**REQUIREMENTS:** Rewrite everything in the records below, from the line containing "Could you point out the stacked" down to and including the line containing "(1109, 779)", as a Markdown table with the columns Row and Line. Number each line in Row and leave out blank lines.
------ AVAILABLE RECORDS ------
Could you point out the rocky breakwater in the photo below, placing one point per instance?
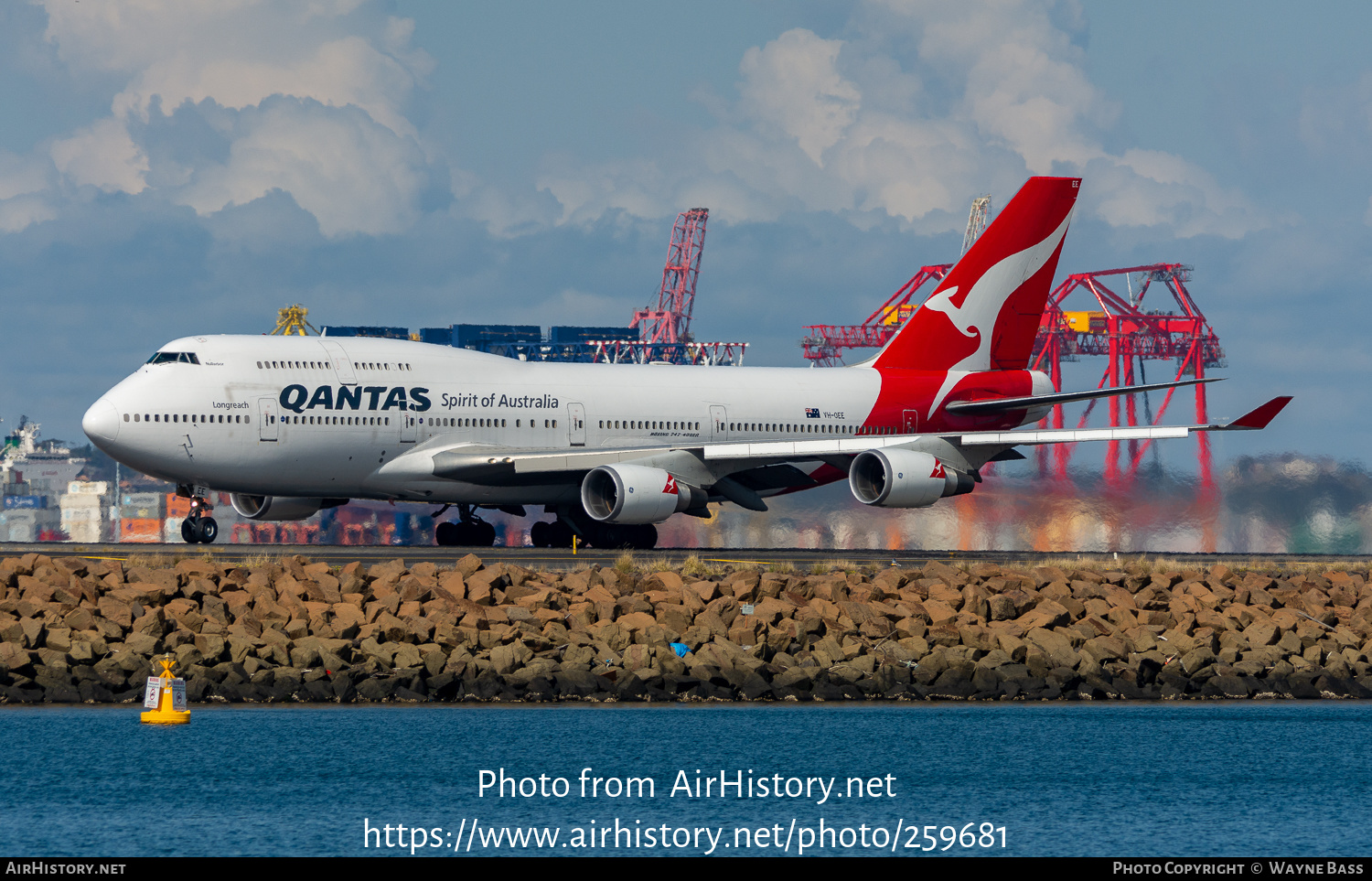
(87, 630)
------
------ AVAILABLE RECORDS ------
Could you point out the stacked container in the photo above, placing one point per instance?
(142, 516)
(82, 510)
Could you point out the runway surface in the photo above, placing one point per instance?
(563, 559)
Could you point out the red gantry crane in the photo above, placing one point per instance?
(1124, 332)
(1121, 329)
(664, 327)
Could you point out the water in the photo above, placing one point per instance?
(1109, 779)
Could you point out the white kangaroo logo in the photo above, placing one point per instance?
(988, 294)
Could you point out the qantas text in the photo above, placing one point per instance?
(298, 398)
------
------ AVAILABLE RECORDS ------
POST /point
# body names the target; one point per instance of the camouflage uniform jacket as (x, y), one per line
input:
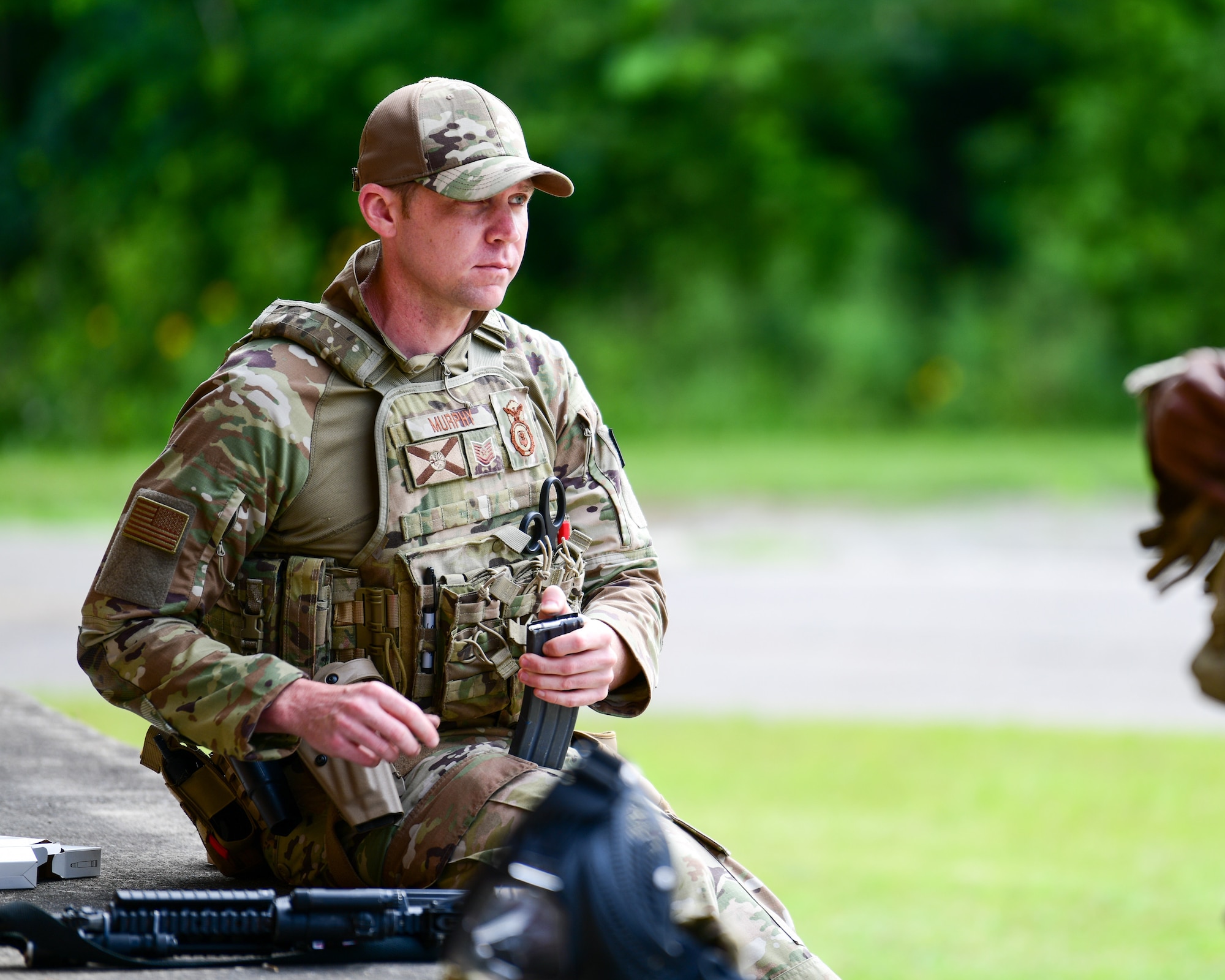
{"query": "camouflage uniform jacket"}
------
**EXPECTED ANSWER:**
| Row | Line |
|---|---|
| 1 | Could you point out the stacked container in the photo above, placing one point per instance? |
| 2 | (142, 516) |
| 3 | (82, 510) |
| 4 | Could you point out the runway surface in the photo above, placing one point per instance? |
| 5 | (563, 559) |
| 6 | Could you point out the red gantry crane in the photo above, placing one point per instance? |
| 7 | (1124, 332) |
| 8 | (1121, 329) |
| 9 | (664, 327) |
| 10 | Could you point out the water in the photo above, placing one point per instance? |
| 11 | (1109, 779) |